→ **AIM OF THE TASK**: Count the lines in the records below that contain the word "Provide". Reply with that number alone.

→ **EXTRACTED DATA**:
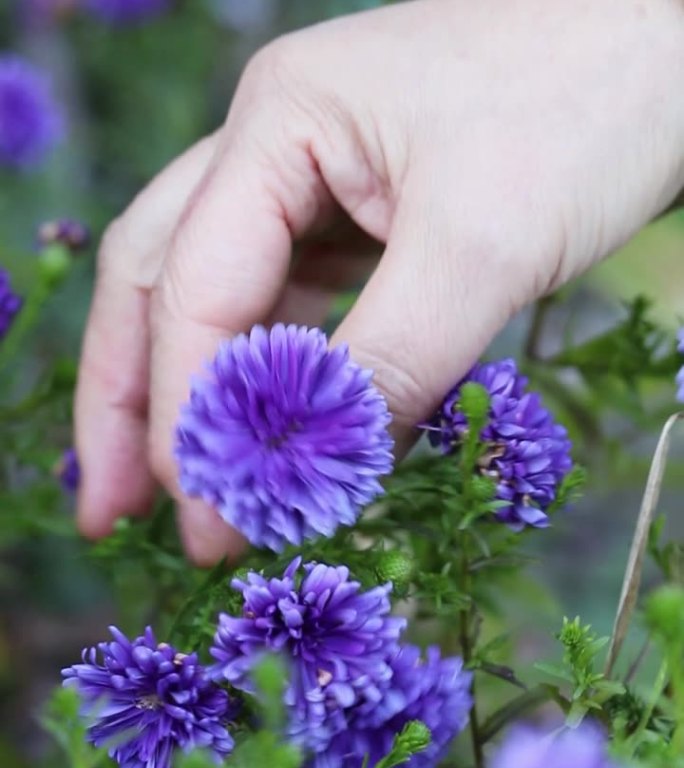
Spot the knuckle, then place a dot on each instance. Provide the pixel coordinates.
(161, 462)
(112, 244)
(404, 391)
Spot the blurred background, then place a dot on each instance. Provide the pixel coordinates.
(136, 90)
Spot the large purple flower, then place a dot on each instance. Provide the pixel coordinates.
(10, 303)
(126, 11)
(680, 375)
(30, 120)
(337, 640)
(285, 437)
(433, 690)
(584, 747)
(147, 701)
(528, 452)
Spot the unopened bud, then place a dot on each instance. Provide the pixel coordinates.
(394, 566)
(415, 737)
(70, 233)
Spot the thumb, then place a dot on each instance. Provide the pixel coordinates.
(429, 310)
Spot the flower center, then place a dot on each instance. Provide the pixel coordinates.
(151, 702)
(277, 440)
--
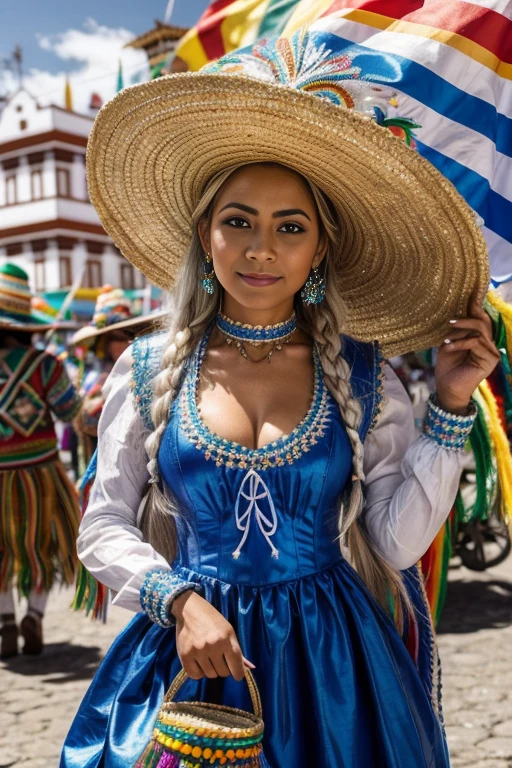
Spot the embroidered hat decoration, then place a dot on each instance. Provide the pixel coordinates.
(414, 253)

→ **EXERCISE SOLUTION**: 7